ISTRUZIONE SCRITTA: Prosegui l'articolo sul cimitero di Giazza e sulla tomba di don Domenico Mercante, ripartendo subito dopo la sua ultima frase.

BRANO SCELTO:
Il prete fucilato dai tedeschi riposa nel cimitero di Giazza

Don Domenico Mercante è il defunto più noto del pittoresco paese cimbro, situato nell'alta Val d'Illasi, nel comune di Selva di Progno

September 12, 2025

| DI Redazione

Il prete fucilato dai tedeschi riposa nel cimitero di Giazza
In questo camposanto di montagna oltre alla memoria dei defunti è custodita anche la storia. Il piccolo cimitero di Giazza, frazione di Selva di Progno, nell’alta val d’Illasi, accoglie, fra le altre, le spoglie di don Domenico Mercante, parroco di Giazza dal 1943 al 1945, ucciso dai tedeschi in ritirata il 27 aprile 1945.
Situato a duecento metri a sud dell’abitato, l’ultima oasi linguistica dell’antica lingua cimbra, un dialetto tedesco altomedioevale, s’incrocia risalendo la Provinciale 10. «Fino al 1890 il cimitero si trovava dietro la chiesa del paese, poi fu spostato nell’attuale posizione, in forza dell’editto napoleonico di Saint Cloud: i morti di Giazza riposano sul Faneiban, un toponimo molto antico che significa “su al pianoro”, coniato da chi abitava a valle», ci spiega Antonia Stringher, storica locale e autrice, fra gli altri, del volume Storia di Giazza
Qui, tra le sepolture in cui si rincorrono i cognomi più diffusi del paese – Lucchi, Dal Bosco, Nordera – si trovano anche diverse tombe e lapidi dedicate ai sacerdoti del paese. La più imponente, seppur sobria nelle fattezze, si trova di fronte all’ingresso, in fondo al vialetto principale: è quella di don Domenico Mercante, noto anche ben oltre questa vallata per  la sua tragica fine. «Preso in ostaggio dai tedeschi, fu condotto attraverso un massacrante percorso: Revolto, Passo Pertica, val dei Ronchi e giù ad Ala, dove venne fucilato al bivio del Pilcante, insieme a un soldato tedesco disertore – illustra Stringher –. Il soldato, che si rifiutò di sparare al prete, si scoprì poi essere Leonhard Dalla Sega di Proves, le cui spoglie riposano nel cimitero militare di Merano».  
Alla sinistra di don Mercante c’è mons. Giuseppe Cappelletti (1871-1958), insigne studioso di lingua cimbra, nonché professore di matematica in alcuni licei di Verona; affissa sul muro retrostante, invece, una lapide ricorda don Giovanni Merzari, parroco di Giazza dal 1922 al 1936, l’ultimo a confessare in cimbro. Di questa lingua, però, non c’è traccia sulle tombe, se non in un paio di casi, riferita agli ultimi parlanti del paese.

RIGHE DI DATI:
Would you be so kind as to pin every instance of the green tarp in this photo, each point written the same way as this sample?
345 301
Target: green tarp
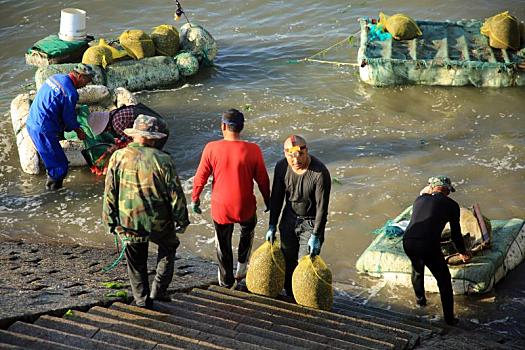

RISPOSTA ALL'ESERCIZIO:
Un tricorno e una stola sacerdotale incisi su un’altra lapide antica segnalano, nel lato est (verso cui tutte le sepolture sono rivolte), un altro prete: don Domenico Bosco. “Morto in età di anni 32 nell’Ospitale di Verona il giorno 24 ottobre 1889 in seguito a ferita toccatagli per accidentale esplosione del proprio fucile mentre cacciava”, recita il testo, posto dai parrocchiani, che “piansero amaramente la perdita del pastore amatissimo”, perito a seguito di un’infezione di tetano all’intestino.
La lapide più struggente di certo è quella dei tre fratellini di contrada Rec: «Si tratta di Irma, Rino e Giulia Boschi, uccisi da una bomba raccolta sul greto del torrente, il 27 aprile 1945 mentre pascolavano le capre – spiega la studiosa –. I miseri resti dei tre corpicini vennero sepolti insieme in un’unica cassa». Tre vittime innocenti del conflitto, di soli quattro, cinque e sette anni, straziati in riva al Progno: la curiosità per quell’oggetto, che somigliava a una penna, fu loro fatale.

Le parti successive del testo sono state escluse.